§ Task input

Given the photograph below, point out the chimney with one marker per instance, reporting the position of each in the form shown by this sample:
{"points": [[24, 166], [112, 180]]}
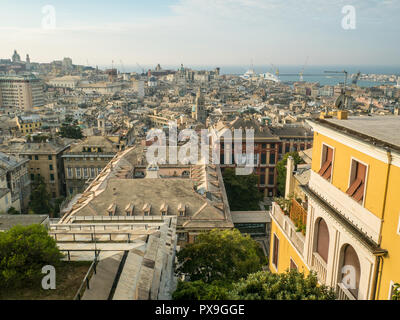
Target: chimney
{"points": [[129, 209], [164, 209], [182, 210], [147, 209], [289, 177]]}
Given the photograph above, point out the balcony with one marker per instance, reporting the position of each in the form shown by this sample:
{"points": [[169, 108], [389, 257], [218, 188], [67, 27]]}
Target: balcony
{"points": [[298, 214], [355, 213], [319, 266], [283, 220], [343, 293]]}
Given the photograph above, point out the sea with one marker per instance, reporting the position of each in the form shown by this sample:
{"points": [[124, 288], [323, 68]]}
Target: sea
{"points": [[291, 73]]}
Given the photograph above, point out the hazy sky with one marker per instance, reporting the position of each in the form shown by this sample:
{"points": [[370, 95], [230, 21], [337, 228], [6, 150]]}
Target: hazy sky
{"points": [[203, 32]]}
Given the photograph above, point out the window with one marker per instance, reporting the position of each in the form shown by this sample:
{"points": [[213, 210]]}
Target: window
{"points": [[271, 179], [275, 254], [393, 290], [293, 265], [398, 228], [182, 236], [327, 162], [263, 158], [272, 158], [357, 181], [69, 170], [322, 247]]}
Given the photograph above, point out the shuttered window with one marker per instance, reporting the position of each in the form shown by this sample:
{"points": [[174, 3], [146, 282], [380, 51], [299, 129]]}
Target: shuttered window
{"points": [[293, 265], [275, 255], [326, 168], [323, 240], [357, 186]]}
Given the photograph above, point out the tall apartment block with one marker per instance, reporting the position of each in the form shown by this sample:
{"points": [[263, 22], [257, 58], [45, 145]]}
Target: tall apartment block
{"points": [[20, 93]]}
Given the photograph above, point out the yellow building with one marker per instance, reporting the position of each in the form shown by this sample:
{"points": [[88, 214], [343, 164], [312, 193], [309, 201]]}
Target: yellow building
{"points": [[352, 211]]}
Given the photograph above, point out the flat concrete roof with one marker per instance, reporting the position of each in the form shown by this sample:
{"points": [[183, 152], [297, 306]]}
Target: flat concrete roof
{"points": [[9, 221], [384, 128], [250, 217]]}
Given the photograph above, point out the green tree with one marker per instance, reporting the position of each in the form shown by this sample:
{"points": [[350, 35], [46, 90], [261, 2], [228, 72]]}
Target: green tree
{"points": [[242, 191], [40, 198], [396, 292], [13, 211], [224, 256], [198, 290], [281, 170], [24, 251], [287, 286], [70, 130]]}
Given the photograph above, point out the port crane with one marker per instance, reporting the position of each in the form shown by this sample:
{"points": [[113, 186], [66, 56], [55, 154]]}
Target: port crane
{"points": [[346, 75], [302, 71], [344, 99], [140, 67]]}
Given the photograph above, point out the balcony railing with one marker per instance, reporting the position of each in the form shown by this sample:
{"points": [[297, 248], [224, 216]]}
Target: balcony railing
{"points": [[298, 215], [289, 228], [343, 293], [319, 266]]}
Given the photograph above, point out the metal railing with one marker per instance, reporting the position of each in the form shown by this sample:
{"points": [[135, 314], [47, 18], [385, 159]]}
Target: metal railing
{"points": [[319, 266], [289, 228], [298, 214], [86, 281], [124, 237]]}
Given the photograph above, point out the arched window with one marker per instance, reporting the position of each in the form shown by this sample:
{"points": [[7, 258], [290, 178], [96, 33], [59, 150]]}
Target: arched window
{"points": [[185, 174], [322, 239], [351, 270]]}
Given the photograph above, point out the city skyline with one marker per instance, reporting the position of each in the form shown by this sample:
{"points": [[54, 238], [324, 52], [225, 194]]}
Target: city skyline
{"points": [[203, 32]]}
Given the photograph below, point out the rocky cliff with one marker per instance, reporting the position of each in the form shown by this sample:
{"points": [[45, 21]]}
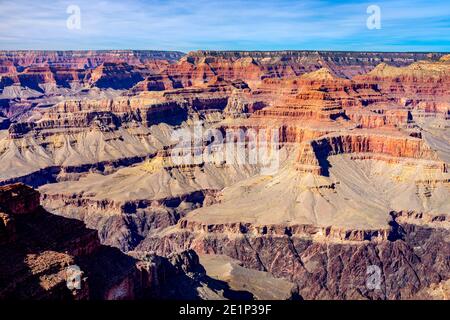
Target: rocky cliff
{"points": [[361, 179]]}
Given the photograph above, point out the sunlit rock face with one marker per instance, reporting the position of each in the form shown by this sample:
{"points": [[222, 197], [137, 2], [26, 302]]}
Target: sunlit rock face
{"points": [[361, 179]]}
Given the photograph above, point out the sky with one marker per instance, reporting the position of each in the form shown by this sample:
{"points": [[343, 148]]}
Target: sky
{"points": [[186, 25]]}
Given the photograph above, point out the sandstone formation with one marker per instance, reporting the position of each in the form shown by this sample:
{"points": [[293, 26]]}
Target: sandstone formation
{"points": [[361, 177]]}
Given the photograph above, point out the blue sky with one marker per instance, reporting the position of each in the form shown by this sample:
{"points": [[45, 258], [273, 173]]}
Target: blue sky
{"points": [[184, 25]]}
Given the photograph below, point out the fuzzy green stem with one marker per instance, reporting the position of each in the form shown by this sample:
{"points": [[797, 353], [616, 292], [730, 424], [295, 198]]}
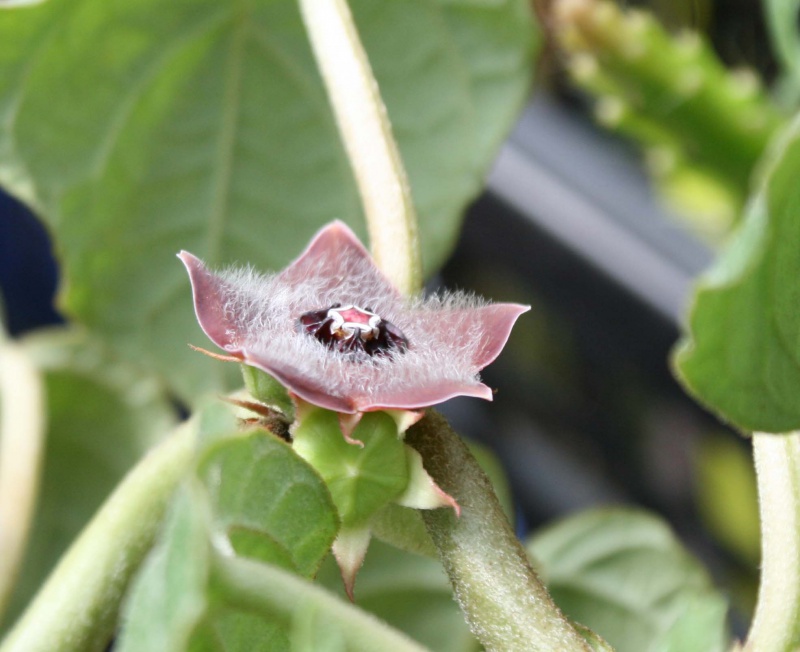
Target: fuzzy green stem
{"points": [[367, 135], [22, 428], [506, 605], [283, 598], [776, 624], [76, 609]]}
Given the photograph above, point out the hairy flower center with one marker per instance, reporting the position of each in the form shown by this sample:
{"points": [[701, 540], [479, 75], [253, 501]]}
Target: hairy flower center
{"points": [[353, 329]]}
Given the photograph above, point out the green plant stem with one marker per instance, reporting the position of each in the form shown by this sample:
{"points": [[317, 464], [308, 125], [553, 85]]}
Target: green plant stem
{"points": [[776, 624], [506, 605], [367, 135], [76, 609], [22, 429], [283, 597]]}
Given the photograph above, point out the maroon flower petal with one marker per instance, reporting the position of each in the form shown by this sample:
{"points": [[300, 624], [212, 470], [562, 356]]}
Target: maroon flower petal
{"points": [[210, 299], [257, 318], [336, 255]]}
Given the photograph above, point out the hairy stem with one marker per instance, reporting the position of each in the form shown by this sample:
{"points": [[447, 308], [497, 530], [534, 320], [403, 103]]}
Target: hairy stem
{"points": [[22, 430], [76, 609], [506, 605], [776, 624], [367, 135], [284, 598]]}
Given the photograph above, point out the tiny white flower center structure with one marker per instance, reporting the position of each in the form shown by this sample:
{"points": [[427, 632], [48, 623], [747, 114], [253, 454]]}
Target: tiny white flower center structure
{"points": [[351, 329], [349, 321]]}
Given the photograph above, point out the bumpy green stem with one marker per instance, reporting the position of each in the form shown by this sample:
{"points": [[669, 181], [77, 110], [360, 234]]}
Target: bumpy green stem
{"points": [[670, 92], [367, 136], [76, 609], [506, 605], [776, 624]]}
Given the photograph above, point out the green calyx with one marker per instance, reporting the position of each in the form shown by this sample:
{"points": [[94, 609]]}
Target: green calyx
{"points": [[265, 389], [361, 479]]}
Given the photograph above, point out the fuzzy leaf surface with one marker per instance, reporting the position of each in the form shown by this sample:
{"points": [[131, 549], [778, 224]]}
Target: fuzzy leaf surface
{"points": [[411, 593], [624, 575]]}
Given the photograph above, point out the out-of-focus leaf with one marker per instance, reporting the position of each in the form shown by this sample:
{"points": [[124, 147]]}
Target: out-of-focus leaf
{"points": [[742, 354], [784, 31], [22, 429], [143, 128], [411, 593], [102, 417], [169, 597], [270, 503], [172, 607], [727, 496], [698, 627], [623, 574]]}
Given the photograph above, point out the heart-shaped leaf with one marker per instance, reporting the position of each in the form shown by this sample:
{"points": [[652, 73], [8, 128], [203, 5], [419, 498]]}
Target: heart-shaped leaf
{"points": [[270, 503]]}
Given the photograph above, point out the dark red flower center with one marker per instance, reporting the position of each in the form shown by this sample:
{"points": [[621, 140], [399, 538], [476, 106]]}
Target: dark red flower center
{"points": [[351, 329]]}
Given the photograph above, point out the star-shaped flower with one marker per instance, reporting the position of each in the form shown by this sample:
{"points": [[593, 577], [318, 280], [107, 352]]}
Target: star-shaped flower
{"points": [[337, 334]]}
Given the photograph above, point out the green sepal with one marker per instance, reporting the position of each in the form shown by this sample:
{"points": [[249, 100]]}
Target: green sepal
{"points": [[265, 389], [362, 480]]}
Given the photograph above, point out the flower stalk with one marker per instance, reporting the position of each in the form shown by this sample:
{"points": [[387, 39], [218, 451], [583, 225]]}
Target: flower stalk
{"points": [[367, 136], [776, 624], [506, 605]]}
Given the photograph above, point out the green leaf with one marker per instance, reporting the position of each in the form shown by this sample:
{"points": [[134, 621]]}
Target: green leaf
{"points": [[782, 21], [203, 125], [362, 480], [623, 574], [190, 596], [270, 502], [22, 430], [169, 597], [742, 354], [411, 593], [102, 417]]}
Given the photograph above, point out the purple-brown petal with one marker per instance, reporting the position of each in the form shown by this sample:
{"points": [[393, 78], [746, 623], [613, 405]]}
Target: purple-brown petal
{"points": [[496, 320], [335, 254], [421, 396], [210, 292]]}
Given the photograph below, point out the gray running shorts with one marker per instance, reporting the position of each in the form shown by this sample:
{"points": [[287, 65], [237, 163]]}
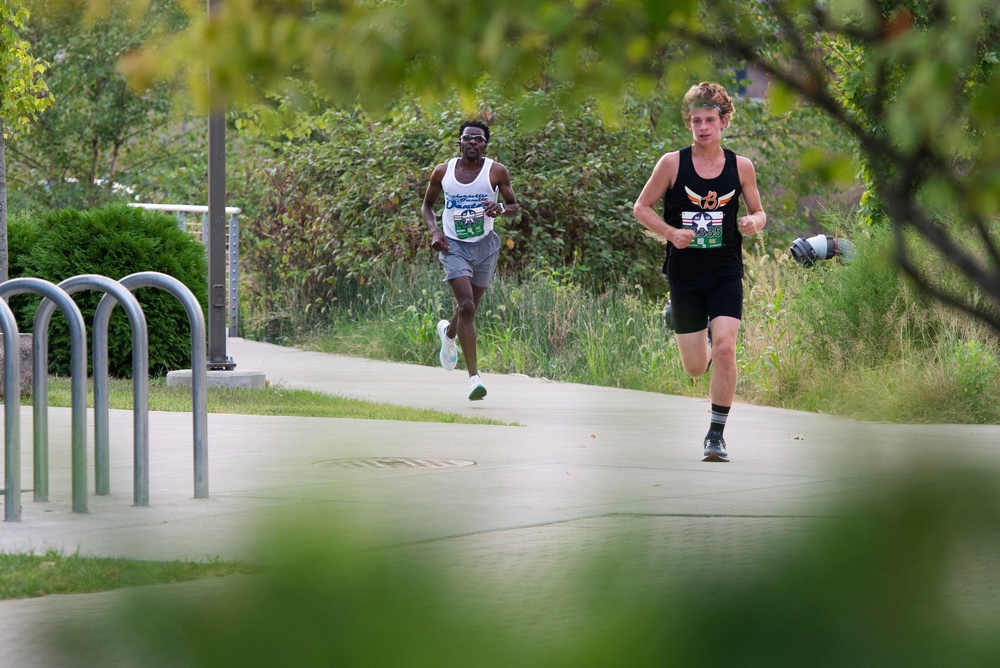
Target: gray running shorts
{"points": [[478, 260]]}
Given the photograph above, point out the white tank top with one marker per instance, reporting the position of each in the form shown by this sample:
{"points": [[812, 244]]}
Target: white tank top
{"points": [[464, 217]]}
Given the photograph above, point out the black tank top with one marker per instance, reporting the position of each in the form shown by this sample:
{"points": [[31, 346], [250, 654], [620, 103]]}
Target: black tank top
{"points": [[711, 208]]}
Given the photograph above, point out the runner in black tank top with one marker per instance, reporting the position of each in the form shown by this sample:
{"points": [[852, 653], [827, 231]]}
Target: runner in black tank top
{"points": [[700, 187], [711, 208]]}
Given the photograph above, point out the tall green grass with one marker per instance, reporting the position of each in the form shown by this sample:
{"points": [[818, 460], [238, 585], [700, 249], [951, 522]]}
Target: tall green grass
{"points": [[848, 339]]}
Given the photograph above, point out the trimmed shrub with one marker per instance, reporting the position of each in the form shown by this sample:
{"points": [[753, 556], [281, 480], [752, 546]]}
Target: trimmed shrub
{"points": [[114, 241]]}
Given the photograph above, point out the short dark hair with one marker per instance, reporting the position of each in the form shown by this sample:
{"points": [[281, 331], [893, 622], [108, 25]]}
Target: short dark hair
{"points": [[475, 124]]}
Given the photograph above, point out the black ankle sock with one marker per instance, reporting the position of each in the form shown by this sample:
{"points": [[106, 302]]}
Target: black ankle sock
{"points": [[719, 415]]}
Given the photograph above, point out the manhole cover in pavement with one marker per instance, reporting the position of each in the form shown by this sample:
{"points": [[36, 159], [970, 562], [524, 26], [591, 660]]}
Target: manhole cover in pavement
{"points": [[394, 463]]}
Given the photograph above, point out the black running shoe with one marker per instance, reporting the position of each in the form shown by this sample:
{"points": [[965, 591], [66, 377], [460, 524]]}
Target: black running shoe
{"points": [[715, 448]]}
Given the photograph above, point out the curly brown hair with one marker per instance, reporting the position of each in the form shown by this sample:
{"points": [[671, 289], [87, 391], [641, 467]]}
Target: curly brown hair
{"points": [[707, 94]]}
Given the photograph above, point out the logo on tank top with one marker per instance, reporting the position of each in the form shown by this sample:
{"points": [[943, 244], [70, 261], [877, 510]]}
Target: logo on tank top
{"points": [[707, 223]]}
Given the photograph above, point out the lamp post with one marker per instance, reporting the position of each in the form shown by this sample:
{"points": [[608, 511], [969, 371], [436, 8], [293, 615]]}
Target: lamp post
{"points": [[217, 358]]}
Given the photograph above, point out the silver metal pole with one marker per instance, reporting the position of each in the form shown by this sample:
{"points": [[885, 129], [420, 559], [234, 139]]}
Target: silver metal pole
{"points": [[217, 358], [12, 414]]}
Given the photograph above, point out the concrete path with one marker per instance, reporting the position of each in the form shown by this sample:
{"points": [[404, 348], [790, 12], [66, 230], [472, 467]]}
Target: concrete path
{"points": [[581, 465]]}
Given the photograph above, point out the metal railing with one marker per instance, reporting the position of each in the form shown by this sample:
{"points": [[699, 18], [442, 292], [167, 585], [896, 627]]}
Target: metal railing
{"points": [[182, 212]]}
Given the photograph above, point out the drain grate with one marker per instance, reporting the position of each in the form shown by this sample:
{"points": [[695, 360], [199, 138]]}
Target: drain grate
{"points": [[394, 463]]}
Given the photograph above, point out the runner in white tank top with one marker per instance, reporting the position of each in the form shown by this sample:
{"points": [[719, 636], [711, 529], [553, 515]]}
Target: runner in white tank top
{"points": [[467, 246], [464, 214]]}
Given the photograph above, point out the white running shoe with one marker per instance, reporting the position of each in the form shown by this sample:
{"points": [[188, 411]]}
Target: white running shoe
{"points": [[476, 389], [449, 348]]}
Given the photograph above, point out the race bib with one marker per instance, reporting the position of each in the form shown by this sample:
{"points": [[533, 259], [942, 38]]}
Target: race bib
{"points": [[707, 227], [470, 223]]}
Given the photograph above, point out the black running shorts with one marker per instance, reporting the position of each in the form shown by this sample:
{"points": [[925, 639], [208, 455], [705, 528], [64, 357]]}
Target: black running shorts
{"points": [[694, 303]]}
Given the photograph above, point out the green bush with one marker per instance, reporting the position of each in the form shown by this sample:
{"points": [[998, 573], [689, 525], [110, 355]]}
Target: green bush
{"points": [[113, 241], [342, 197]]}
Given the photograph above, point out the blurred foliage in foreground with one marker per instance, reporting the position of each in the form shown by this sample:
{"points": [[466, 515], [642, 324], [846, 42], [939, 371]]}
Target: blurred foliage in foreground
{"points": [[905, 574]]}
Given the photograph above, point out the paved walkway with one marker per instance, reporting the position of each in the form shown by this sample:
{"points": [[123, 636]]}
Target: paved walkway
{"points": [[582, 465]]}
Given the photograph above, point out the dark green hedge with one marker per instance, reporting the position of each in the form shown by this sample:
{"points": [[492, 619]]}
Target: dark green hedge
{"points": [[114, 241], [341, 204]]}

§ What you should do
Starting at the line containing "Given the photograph above, point out the dark red" and ending at the line containing "Target: dark red flower center", can you rewrite those lines with "dark red" changed to "crimson" and everything else left as it is?

§ Exercise response
Given the photograph above, point out the crimson flower center with one marker per instance, reporting the position of each in the form shown by this sample:
{"points": [[621, 140], [399, 538], [476, 106]]}
Target: crimson flower center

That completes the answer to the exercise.